_PROBLEM REQUIREMENTS:_ Lay out every item below as a numbered list, omitting any blank lines.

#### RECORD EXCERPTS

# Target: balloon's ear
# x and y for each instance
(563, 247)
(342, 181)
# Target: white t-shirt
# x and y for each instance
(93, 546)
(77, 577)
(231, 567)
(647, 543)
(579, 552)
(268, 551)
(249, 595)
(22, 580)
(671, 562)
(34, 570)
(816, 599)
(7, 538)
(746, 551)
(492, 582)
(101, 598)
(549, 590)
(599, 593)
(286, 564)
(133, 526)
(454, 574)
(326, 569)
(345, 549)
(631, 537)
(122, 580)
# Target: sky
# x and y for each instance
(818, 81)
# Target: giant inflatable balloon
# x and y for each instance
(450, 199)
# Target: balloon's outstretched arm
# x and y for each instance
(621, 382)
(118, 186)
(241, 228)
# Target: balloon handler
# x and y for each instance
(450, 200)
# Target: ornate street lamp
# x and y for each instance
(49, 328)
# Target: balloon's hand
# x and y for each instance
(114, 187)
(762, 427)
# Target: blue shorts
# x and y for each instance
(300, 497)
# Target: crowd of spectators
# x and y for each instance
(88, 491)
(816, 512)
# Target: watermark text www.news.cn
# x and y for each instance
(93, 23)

########

_EXERCISE RESPONSE:_
1. # Target: balloon's ear
2. # x and y for each instance
3. (563, 247)
4. (342, 181)
5. # Target: white t-shirt
6. # x and y for each instance
7. (93, 546)
8. (77, 577)
9. (231, 567)
10. (647, 543)
11. (579, 552)
12. (268, 551)
13. (249, 595)
14. (22, 580)
15. (671, 562)
16. (34, 570)
17. (816, 599)
18. (7, 538)
19. (746, 551)
20. (492, 582)
21. (101, 598)
22. (549, 590)
23. (599, 593)
24. (286, 564)
25. (133, 526)
26. (454, 574)
27. (326, 569)
28. (345, 549)
29. (631, 537)
30. (122, 580)
31. # Target: sky
32. # x and y for each instance
33. (818, 81)
34. # Target: giant inflatable balloon
35. # x and y for each instance
36. (450, 199)
37. # Target: balloon's outstretched arm
38. # x and y for each instance
39. (621, 382)
40. (118, 186)
41. (241, 228)
42. # Target: balloon handler
43. # x and y for each instance
44. (450, 200)
45. # Target: ornate street lamp
46. # x and y for each instance
47. (49, 328)
48. # Target: balloon's hand
49. # x and y for each instance
50. (114, 187)
51. (762, 427)
52. # Target: blue shorts
53. # x and y for each instance
54. (300, 497)
55. # Target: crowd of spectators
56. # x and y for each instance
57. (88, 491)
58. (816, 512)
59. # Target: watermark text www.news.cn
60. # x and y for each instance
61. (93, 23)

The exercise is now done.